(提示文)
シネコラム

第201回 新幹線大爆破

第201回 新幹線大爆破

昭和五十年九月(1975)
京都 一乗寺 京一会館

 

 昭和五十年七月の封切りだが、ヒットせず、私は二か月後に二番館に回ってきたのを三本立てで観た。国鉄新幹線の東京博多間が開通したのがこの年の三月で、映画は開通したばかりの新幹線を爆破しようというパニックものである。だから、撮影に関して、当時の国鉄はまったく協力しなかったそうだ。
 犯人グループが新幹線に爆弾を仕掛ける。速度計と起爆装置を連動させたもので、時速が八十キロを超えると第一のスイッチが作動し、八十キロより落ちると第二スイッチで爆発する。いったん動きだすと、列車を止めて爆弾を取り除くことはできない。北海道の貨物列車にも同様のものを仕掛けて爆破させ、予告が本当であることを証明する。犯人の要求は五百万ドル。金と引き換えに爆破装置の外し方を教えるという。

(指示 A) 提示文のうち、「昭和五十年九月(1975)」から「ったく協力しなかったそうだ。」までをその語も含めて、一字一句変えずに書き写してください。

(入力データ)

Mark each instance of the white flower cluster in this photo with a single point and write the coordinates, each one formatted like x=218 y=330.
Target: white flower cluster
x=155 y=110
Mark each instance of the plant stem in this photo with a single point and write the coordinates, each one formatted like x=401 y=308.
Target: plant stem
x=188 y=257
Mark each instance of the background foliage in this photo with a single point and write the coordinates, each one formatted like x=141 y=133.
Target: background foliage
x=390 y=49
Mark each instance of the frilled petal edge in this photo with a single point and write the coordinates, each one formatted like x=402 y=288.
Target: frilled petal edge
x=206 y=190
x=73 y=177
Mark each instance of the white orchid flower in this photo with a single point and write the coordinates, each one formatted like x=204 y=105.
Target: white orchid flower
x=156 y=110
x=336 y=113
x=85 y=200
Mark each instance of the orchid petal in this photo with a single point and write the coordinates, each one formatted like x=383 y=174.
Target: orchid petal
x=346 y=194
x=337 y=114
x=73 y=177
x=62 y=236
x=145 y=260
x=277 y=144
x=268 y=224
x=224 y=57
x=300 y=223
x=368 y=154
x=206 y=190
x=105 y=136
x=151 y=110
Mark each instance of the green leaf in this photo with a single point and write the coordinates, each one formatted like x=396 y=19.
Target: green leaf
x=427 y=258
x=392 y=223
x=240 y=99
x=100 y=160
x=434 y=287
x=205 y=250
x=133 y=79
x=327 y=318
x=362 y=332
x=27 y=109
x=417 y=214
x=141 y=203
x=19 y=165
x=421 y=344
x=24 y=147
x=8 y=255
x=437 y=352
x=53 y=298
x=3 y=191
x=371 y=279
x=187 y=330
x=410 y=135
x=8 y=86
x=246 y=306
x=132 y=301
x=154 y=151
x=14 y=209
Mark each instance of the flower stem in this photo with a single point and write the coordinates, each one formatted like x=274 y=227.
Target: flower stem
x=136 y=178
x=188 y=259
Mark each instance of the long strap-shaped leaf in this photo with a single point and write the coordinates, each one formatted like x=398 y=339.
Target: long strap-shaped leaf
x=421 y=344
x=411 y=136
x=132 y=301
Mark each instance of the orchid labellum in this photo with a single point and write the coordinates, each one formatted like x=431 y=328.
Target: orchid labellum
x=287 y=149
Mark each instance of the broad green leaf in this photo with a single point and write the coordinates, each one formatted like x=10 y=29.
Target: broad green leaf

(指示 B) リストの「Mark each instance of the long」を含む行から「x=287 y=149」を含む行まで(両端の行も含む)を、「strap-shaped」を「ribbon-like」に置き換えて書き直すこと。それ以外は変えずに、この範囲の行だけを出すこと。

(解答 A)
昭和五十年九月(1975)
京都 一乗寺 京一会館

 

 昭和五十年七月の封切りだが、ヒットせず、私は二か月後に二番館に回ってきたのを三本立てで観た。国鉄新幹線の東京博多間が開通したのがこの年の三月で、映画は開通したばかりの新幹線を爆破しようというパニックものである。だから、撮影に関して、当時の国鉄はまったく協力しなかったそうだ。

(解答 B)
Mark each instance of the long ribbon-like leaf in this photo with a single point and write the coordinates, each one formatted like x=398 y=339.
Target: long ribbon-like leaf
x=421 y=344
x=411 y=136
x=132 y=301
Mark each instance of the orchid labellum in this photo with a single point and write the coordinates, each one formatted like x=431 y=328.
Target: orchid labellum
x=287 y=149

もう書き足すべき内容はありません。